**Travail à faire**.
**1.** Ces affirmations concordent-elles avec le texte sur l'empoisonnement des animaux nuisibles ? Répondez par oui ou non en citant les mots décisifs du texte.
(a) Pour les corbeaux, un toxique à action rapide est déconseillé.
(b) Les appâts à la strychnine perdent leur toxicité en quatre jours.
(c) L'arrêté préfectoral sur la chasse est identique dans tous les départements.
**2.** Répondez brièvement à ces questions sur le texte traitant de l'empoisonnement des animaux nuisibles.
(a) Où peut-on consulter l'arrêté préfectoral sur la chasse ?
(b) De quel alcaloïde la brucine est-elle très voisine ?
(c) Pourquoi faut-il employer le plus rapidement possible les préparations phosphorées ?
**3.** Poursuivez le texte sur l'empoisonnement des animaux nuisibles à partir de l'endroit où il s'arrête.

**Texte à lire**.
• • • •

Ces quelques lignes intéressent autant les chasseurs que les
agriculteurs, ou, mieux, les syndicats agricoles, qui maintenant, en France, se
chargent pour la plupart de cette question. Peut-être même y a-t-il dans ces
lignes des indications qui pourront amener une modification utile de certains
arrêtés préfectoraux. Je passe sur la question légale en rappelant simplement
qu'il est absolument indispensable de consulter l'arrêté préfectoral sur la
chasse (susceptible de variation dans chaque département) dès qu'on a
l'intention d'opérer un empoisonnement d'animaux dits nuisibles. Cet arrêté
est visible et à consulter dans toutes les mairies ou gendarmeries.
Arrivons-en aux causes d'insuccès.
a. Du choix du poison.
— En premier lieu, il est indispensable que le toxique
choisi soit délivré avec toutes les garanties de teneur utile en poison. Si, au
lieu de sulfate de strychnine par exemple, on délivre de la brucine, qui est un
alcaloïde parent et très voisin de la strychnine, les effets du toxique en
seront nettement modifiés. Même résultat si le produit délivré est chargé ou
falsifié.
Autre remarque pour l'empoisonnement des corbeaux : l'emploi
d'un toxique agissant rapidement est à déconseiller, car ces oiseaux (freux,
corneilles, choucas souvent réunis en bandes en hiver) se rendent très bien
compte de l'effet du poison sur les premières victimes et s'envolent pour ne
plus revenir. L'emploi du phosphore est de beaucoup préférable à celui de la
strychnine ou de la brucine. Par ailleurs, les appâts empoisonnés au phosphore
perdent leur toxicité en quatre jours, ce qui n'est pas le cas pour la
strychnine, très stable. Il y a donc là une réduction automatique de la durée
du danger créé par l'emploi d'un toxique, qui ne peut être que profitable au
gibier. Un inconvénient, par contre, c'est qu'il faut employer le plus
rapidement possible les préparations phosphorées, car elles se conservent mal
si l'on ne prend pas certaines précautions.
b. Du choix du lieu d'opération.

• • • •

[Enregistrements conservés]
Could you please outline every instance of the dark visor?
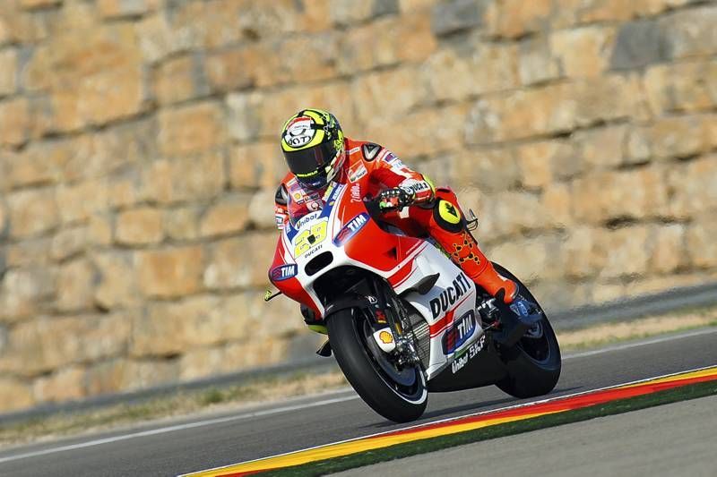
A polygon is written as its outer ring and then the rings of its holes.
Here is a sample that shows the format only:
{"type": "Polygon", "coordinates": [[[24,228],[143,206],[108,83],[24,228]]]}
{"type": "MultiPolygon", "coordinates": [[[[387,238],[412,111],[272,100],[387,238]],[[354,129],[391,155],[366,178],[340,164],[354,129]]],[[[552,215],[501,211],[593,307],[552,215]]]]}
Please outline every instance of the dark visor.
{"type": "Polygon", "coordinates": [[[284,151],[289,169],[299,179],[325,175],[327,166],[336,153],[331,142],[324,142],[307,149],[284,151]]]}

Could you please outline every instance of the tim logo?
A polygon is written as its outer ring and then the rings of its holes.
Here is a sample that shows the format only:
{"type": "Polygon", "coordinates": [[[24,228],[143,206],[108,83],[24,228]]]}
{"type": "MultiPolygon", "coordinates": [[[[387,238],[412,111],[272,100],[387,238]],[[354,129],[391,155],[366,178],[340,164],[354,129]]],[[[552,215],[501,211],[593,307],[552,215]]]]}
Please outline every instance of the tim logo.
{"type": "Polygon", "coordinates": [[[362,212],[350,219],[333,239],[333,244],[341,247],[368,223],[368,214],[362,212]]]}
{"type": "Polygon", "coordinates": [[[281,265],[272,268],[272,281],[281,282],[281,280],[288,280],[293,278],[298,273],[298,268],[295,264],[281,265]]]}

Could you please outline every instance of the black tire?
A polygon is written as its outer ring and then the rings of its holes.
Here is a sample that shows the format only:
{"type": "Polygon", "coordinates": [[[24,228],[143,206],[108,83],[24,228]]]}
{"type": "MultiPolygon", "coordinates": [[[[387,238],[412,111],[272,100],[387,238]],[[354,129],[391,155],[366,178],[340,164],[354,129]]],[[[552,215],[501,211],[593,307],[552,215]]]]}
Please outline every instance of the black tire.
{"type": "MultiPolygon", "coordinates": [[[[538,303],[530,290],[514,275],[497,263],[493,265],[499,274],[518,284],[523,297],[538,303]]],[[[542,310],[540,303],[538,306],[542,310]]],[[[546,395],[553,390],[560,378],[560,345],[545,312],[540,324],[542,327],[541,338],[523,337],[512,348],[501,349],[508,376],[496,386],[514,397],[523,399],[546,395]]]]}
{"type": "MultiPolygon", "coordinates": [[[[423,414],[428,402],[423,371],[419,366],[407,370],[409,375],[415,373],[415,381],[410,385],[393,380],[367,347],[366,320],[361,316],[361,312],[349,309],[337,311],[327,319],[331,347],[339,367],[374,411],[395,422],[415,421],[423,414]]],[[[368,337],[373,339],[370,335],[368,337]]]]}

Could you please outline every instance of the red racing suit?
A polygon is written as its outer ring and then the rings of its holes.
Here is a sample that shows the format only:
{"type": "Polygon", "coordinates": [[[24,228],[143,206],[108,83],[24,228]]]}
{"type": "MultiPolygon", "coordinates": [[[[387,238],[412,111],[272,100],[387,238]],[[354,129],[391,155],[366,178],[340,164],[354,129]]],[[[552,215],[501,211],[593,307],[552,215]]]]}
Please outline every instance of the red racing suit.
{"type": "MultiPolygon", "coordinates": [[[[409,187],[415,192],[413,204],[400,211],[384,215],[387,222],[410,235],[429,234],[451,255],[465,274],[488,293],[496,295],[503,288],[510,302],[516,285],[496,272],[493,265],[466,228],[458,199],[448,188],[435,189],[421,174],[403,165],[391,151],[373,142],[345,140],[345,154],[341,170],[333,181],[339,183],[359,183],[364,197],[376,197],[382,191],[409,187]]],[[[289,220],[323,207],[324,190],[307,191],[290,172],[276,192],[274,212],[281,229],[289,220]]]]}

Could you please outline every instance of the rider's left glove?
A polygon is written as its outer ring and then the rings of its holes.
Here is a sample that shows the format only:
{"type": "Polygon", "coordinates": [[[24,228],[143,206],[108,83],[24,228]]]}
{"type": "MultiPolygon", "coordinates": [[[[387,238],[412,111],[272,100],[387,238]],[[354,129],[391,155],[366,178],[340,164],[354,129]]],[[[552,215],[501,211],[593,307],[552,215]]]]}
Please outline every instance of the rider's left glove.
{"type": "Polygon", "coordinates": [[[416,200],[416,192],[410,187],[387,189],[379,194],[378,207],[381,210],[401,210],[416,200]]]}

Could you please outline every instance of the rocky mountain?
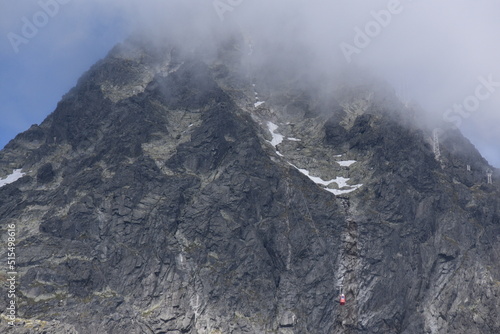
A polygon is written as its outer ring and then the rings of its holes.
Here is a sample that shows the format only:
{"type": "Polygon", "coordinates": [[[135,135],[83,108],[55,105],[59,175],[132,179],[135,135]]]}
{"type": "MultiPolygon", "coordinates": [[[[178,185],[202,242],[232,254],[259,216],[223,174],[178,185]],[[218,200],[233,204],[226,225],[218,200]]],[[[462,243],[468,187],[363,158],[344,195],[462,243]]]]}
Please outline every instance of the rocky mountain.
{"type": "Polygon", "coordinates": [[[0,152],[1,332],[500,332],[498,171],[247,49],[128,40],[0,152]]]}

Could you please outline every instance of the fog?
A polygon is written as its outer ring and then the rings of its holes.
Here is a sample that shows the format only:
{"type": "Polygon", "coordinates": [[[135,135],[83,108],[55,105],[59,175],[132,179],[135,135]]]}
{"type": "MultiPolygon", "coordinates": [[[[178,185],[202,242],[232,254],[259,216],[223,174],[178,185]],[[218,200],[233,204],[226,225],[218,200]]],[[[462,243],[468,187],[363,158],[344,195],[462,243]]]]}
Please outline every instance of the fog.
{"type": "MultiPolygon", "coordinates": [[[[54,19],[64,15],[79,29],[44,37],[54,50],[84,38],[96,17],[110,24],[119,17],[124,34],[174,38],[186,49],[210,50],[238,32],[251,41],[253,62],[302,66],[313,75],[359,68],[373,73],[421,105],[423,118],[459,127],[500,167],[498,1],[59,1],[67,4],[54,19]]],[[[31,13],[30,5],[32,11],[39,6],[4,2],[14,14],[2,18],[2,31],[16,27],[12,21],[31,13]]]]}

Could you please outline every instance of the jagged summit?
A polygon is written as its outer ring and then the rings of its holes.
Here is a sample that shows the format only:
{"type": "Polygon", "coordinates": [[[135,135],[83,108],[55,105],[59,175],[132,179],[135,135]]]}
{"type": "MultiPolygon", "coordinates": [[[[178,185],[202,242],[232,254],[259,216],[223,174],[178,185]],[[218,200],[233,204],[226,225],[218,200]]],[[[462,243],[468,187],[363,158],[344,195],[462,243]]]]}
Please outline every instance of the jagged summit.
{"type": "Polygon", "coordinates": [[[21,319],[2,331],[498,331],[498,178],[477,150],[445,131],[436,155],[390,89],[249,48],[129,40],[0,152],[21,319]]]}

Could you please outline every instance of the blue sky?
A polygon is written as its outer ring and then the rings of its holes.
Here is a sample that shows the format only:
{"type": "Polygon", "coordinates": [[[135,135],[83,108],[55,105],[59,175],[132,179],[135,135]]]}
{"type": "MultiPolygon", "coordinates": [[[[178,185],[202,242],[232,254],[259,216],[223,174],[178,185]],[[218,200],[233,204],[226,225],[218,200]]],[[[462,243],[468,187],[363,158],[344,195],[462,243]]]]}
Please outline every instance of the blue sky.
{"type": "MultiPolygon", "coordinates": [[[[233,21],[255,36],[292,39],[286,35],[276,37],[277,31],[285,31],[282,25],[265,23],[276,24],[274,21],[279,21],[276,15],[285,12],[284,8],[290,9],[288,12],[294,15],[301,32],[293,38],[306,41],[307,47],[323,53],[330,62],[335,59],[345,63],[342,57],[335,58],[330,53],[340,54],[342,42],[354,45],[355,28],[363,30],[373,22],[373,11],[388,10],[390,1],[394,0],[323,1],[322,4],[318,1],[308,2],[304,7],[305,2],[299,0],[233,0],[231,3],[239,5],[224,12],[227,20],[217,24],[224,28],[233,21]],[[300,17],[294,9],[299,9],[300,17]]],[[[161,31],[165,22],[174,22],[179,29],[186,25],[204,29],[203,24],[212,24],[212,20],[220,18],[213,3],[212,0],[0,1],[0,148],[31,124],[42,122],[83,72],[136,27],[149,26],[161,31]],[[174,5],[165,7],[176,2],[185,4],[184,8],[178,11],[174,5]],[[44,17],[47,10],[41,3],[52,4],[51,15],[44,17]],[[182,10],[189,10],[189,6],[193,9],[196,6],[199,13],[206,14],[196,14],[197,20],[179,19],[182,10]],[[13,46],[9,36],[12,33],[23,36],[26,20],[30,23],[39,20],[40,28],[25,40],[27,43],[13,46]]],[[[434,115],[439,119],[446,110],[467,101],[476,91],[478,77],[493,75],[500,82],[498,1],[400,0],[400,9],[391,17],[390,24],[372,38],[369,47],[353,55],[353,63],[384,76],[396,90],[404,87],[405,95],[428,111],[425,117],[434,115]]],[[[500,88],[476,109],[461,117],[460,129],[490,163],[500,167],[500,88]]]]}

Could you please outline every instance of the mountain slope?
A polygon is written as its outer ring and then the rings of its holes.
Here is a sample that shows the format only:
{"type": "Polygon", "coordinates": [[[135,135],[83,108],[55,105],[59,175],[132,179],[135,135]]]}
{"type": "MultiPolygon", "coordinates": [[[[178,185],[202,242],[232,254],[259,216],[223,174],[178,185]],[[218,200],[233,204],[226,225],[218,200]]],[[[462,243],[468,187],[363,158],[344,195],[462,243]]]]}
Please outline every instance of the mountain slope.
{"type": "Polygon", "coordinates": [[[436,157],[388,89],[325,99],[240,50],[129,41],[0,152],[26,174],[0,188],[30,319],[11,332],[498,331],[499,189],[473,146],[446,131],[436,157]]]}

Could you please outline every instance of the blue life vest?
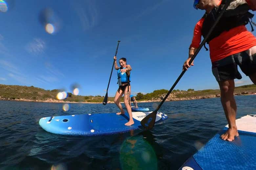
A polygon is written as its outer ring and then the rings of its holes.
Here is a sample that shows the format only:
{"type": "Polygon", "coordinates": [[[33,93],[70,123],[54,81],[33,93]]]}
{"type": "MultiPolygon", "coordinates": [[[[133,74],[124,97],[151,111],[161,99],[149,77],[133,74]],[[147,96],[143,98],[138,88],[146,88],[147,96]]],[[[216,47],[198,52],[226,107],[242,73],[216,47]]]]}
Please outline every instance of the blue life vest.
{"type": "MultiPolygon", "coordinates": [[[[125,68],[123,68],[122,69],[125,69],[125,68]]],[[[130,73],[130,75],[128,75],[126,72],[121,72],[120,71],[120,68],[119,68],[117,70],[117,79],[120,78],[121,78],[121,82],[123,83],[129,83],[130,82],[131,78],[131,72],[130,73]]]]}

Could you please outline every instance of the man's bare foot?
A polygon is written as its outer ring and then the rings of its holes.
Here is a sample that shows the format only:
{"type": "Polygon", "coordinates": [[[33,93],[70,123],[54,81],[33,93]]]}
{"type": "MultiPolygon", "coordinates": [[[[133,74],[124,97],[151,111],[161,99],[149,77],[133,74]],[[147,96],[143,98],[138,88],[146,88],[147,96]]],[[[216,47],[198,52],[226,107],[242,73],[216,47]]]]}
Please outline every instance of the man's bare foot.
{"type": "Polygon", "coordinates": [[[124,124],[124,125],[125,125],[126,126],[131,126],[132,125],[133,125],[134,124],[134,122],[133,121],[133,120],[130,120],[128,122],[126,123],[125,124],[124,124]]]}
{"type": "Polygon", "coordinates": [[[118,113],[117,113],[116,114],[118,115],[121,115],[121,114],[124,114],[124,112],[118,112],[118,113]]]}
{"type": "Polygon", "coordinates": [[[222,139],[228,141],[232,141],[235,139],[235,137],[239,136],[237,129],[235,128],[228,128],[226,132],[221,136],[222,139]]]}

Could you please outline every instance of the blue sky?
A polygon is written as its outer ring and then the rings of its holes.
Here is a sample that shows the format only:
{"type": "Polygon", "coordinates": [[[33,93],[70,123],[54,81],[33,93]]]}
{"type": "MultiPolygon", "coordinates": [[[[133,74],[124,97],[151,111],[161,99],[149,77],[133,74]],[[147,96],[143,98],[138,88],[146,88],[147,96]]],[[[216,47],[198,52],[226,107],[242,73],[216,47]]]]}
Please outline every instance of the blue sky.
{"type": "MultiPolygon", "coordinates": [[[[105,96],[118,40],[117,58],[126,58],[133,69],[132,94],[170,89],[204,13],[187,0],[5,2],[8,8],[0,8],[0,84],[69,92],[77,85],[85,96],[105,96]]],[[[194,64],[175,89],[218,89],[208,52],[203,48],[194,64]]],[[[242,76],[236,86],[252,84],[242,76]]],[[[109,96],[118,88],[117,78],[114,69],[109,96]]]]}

• • • •

**Corrigé**.
**1.**
(a) Oui : « l'emploi d'un toxique agissant rapidement est à déconseiller »
(b) Non : « les appâts empoisonnés au phosphore perdent leur toxicité en quatre jours, ce qui n'est pas le cas pour la strychnine, très stable »
(c) Non : « susceptible de variation dans chaque département »

**2.**
(a) Dans toutes les mairies ou gendarmeries.
(b) De la strychnine.
(c) Parce qu'elles se conservent mal si l'on ne prend pas certaines précautions.

**3.**
— Une fois en possession des appâts empoisonnés (grains,
purée, omelette, pâtées, œufs, etc.), il ne s'agit pas de les répandre partout
à la pelle ! Un kilogramme d'appâts empoisonnés bien placé sera plus
efficace qu'un quintal semé au hasard et avec beaucoup moins de danger
vis-à-vis du gibier. Pour que l'empoisonnement des corbeaux réussisse au
maximum, il faut qu'il soit fait sur de grandes surfaces, c'est entendu, mais
il faut sous-entendre sur des places choisies de cette plus grande surface (de
là l'intérêt des opérations menées simultanément sur plusieurs communes).
c. La détermination de la dose de toxique et de la
quantité d'appâts empoisonnés à employer.
— Quel que soit le toxique employé, il y a une dose à
respecter : au-dessous de cette dose les résultats sont insignifiants ou
nuls, au-dessus les résultats ne sont pas augmentés, mais peuvent créer un
danger pour les animaux domestiques ou le gibier. Quant à la quantité d'appâts
empoisonnés à employer, il faut, pour la destruction des corbeaux, se rappeler
que l'opération doit être menée en une seule fois, donc massivement aux places
choisies, car les rescapés ne donneront pas de sitôt dans le piège. Réitérer
l'empoisonnement à quinze jours, un mois d'intervalle, ne donnerait que des
résultats insignifiants.
d. Le choix du moment favorable.
1° La saison.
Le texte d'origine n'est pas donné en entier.